**Provided passage:**
* * * * * * *

Re: [git pull] device mapper changes for 5.9

[Date Prev][Date Next][Thread Prev][Thread Next][Date Index][Thread Index]

 



Just to bring in some more context: the primary trigger that made us look into it was high p99 read latency on a random read workflow on modern-ish SATA SSD and NVME disks. That is, on average things looked fine, but some portions of requests, which required a small chunk of data to be fetched from the disk fast were stalled for an unreasonable amount of time.

Most modern IO intensive workflows probably have good provisions to deal with slow writes and usually when we write the data we care more about the average throughput, that is we have enough throughput to write all the incoming data to disk without losing it. On the contrary, there are many modern IO workflows which require small chunks of data to be fetched fast (distributed key-value stores, caching systems etc), thus the emphasis there is on latency of reads (vs throughput of writes). And this is where we think the synchronous behaviour provides most benefit.

* * * * * * *

**Collected data:**

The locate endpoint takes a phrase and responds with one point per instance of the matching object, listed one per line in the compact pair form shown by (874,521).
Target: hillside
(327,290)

* * * * * * *

**What this task involves:** Continue the post about read latency and synchronous behavior from its final sentence.

**Output for this task:**
Additionally if one cares about latency they will not use HDDs for the workflow and HDDs have much higher IO latency than CPU scheduling. Thus it does not make much sense to do any benchmarks on HDDs as the HDD latency will likely hide any improvement/degradation of the synchronous IO handling in dm-crypt.

But, even latency wise, in our testing on larger block sizes (>2M) the synchronous IO (read/writes) may show worse performance and without fully understanding why? we're probably not ready yet to recommend something as a default.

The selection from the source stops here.